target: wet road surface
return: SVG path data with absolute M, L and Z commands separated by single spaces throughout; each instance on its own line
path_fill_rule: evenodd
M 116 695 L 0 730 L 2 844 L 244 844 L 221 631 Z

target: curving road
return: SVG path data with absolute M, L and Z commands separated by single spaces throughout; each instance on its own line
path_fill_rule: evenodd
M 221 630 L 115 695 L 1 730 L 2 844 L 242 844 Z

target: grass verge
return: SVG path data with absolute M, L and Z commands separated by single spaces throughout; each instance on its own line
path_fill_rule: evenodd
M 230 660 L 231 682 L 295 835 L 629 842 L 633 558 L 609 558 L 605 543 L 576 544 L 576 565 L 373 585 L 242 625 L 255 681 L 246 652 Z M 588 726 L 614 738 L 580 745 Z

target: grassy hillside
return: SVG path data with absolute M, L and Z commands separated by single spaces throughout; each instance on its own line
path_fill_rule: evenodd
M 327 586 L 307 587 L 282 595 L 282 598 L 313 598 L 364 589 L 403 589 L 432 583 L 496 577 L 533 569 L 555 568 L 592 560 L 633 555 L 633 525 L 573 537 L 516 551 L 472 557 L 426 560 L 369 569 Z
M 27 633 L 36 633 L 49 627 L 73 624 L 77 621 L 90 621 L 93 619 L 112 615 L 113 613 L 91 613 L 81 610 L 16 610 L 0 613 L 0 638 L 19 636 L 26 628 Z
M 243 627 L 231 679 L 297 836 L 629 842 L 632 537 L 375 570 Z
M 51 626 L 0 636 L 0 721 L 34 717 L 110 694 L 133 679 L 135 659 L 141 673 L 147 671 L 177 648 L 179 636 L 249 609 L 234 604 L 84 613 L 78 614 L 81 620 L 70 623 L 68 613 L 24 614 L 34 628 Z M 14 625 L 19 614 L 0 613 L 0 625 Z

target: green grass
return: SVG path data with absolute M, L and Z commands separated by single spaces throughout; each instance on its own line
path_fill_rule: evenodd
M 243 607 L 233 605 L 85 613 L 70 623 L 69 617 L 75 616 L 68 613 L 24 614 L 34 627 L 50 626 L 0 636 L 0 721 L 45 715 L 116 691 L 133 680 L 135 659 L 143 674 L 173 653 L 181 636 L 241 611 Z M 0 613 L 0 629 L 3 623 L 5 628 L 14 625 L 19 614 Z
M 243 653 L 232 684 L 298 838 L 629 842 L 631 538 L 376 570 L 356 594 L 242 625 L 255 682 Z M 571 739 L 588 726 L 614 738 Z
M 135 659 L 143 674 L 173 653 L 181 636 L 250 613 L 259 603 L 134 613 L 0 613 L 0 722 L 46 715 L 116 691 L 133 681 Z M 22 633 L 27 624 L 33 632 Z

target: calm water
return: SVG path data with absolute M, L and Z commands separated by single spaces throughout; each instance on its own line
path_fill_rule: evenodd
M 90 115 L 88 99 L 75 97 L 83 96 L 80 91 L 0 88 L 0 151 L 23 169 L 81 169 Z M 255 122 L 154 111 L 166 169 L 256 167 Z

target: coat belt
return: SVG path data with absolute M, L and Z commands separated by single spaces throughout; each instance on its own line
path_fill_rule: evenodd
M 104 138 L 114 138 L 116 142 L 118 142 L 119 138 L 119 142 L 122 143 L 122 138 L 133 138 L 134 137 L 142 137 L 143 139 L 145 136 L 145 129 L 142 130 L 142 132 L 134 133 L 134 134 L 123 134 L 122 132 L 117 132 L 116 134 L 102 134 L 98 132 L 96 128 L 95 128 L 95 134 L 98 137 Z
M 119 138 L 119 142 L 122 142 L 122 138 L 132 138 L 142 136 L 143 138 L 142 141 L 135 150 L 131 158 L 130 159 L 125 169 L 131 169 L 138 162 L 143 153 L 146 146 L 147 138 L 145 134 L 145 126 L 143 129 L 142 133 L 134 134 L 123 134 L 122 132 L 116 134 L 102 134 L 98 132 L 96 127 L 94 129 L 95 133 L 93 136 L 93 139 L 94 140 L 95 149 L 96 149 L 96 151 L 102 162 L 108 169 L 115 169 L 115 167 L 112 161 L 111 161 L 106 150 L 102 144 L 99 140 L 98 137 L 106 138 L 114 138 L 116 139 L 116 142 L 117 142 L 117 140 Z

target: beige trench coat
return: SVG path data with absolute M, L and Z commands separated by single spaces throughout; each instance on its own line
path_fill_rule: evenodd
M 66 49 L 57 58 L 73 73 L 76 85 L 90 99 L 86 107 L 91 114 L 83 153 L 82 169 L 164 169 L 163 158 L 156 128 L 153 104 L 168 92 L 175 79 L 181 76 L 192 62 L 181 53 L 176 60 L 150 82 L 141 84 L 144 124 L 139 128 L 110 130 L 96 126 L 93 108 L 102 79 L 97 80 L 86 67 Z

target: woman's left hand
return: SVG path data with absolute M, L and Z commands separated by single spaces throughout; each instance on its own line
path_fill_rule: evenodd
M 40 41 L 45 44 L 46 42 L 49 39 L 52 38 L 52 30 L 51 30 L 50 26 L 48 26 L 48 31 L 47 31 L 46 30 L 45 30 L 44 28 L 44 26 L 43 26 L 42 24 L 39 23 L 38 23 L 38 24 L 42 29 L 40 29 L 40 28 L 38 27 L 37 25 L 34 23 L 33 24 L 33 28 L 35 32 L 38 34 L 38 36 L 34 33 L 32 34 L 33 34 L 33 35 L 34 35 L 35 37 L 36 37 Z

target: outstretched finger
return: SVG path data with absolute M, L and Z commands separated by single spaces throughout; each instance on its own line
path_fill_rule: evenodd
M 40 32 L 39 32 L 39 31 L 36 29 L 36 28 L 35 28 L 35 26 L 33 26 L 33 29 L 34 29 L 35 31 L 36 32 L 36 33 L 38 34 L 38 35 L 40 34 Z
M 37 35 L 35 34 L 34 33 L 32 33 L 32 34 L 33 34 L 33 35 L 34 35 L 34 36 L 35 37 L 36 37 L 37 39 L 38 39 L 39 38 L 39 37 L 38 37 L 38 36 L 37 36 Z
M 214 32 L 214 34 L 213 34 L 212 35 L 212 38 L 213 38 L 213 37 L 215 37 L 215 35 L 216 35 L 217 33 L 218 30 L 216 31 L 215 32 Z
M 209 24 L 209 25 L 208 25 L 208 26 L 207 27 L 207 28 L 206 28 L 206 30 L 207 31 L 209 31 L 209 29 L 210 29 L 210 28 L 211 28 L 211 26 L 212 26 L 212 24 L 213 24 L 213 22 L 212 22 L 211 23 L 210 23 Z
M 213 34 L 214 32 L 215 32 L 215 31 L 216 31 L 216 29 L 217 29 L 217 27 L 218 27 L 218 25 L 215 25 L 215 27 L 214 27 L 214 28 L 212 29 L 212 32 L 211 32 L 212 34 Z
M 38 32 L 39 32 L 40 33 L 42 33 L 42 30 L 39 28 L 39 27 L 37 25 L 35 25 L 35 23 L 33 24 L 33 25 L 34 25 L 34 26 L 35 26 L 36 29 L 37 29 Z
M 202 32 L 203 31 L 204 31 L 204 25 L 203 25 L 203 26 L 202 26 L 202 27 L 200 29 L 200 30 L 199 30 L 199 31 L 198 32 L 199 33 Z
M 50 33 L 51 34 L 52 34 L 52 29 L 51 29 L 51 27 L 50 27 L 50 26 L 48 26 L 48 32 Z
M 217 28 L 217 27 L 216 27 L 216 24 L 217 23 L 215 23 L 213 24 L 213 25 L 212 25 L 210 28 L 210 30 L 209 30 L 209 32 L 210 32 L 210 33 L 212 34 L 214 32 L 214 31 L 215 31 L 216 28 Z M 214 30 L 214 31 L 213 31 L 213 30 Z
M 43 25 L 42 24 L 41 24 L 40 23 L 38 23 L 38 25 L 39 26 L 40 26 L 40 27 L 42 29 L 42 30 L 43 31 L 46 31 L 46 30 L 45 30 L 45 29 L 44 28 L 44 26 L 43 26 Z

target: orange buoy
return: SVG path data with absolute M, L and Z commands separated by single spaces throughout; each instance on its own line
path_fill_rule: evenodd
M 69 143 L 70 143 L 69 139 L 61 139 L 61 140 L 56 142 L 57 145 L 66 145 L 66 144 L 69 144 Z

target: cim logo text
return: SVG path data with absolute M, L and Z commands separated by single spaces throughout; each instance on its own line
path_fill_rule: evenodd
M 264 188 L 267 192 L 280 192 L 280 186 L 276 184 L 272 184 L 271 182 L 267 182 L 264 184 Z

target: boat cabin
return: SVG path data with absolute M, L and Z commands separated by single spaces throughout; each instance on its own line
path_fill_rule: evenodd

> [Written instruction]: Copy everything from the line containing "target: boat cabin" down to the end of the material, putting "nonzero" in place of "evenodd" and keeping every other part the same.

> [Complete answer]:
target: boat cabin
return: SVG path data with absolute M, L and Z commands separated by single spaces throughout; each instance on its own line
path_fill_rule: nonzero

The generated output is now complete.